----- EXERCISE MATERIALS

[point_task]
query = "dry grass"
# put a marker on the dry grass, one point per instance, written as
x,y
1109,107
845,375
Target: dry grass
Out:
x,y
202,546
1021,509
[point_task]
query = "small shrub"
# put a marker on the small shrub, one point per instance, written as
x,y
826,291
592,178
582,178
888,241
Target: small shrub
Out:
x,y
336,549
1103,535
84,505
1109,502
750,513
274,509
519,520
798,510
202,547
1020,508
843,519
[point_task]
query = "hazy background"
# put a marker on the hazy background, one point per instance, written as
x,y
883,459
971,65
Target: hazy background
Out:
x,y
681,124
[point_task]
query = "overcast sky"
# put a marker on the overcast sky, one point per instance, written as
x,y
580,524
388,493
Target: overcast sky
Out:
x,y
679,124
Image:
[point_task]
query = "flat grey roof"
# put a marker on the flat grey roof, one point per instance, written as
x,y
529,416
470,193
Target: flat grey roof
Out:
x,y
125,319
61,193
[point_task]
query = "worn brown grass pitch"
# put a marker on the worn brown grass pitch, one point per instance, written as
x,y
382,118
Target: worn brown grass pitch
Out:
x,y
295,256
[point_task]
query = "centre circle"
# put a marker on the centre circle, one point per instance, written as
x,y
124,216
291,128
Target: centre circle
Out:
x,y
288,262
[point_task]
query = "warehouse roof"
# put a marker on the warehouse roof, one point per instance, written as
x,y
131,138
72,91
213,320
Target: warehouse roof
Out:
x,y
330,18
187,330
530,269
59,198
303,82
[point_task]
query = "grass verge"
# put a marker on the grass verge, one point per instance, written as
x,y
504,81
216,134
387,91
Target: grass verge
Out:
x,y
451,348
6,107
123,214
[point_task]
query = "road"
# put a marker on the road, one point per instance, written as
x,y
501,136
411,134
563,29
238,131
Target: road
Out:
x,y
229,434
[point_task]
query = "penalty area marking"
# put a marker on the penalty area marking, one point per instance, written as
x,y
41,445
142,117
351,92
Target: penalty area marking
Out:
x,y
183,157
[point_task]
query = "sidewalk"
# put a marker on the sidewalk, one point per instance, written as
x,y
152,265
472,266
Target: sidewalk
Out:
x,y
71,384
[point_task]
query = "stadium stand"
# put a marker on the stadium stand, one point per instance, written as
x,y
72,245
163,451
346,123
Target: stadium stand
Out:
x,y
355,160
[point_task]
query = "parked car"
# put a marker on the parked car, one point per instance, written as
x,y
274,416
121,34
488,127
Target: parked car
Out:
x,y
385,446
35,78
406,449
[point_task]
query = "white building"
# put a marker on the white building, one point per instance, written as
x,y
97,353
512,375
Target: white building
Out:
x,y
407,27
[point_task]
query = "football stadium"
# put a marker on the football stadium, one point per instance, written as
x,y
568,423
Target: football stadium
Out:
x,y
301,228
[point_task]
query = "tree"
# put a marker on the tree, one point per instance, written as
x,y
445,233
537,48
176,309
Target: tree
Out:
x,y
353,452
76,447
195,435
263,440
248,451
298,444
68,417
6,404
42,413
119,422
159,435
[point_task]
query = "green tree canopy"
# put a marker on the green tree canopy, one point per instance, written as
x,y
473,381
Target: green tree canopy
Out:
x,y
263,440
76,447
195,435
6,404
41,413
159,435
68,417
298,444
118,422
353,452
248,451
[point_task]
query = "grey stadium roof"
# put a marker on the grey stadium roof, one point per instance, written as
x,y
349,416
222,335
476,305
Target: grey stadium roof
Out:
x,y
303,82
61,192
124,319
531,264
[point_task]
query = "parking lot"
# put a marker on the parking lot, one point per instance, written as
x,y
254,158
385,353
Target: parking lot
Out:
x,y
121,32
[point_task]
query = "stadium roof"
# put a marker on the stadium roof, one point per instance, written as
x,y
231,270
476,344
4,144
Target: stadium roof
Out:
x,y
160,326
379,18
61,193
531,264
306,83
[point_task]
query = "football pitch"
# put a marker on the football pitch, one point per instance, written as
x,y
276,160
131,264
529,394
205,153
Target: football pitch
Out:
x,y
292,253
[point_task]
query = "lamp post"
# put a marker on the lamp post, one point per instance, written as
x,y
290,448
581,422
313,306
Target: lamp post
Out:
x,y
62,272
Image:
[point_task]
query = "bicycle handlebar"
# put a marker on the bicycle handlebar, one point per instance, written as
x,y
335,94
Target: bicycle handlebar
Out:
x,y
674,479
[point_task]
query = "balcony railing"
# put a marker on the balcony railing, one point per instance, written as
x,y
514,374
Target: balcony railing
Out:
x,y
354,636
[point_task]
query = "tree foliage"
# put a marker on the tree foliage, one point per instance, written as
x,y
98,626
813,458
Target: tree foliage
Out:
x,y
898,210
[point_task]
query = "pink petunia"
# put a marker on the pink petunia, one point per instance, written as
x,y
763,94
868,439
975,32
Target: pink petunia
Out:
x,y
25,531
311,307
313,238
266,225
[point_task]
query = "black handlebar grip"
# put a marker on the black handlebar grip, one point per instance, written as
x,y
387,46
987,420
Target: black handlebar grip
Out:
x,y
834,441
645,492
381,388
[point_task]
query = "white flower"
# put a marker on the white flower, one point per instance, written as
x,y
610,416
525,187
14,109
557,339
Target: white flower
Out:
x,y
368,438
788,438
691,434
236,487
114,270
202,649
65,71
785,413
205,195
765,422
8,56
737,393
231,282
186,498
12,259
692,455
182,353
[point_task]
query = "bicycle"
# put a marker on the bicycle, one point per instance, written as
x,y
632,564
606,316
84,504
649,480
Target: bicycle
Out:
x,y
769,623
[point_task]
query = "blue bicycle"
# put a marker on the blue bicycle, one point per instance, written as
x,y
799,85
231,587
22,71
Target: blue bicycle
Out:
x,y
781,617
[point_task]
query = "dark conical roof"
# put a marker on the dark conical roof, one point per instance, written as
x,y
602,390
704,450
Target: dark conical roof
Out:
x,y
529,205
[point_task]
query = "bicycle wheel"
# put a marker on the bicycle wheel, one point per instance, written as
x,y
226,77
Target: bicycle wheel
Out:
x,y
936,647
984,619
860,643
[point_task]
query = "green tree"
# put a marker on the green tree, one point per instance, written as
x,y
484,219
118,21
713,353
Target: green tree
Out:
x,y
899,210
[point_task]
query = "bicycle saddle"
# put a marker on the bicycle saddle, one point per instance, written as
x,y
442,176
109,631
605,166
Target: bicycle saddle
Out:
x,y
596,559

----------

▶ [PROBLEM TO SOLVE]: Transcribe only the lines from the beginning of the entries to the line with "Target: small shrub", inclusive, exactly as written.

▶ [WRITTEN SOLUTION]:
[point_task]
query = "dry grass"
# put a marker on the dry grass, one point per instance, written as
x,y
1109,107
845,375
Target: dry grass
Out:
x,y
202,546
1021,509
[point_task]
query = "small shrub"
# put a marker on the small shrub, one point per instance, written as
x,y
826,291
592,178
582,178
888,241
Target: small shrub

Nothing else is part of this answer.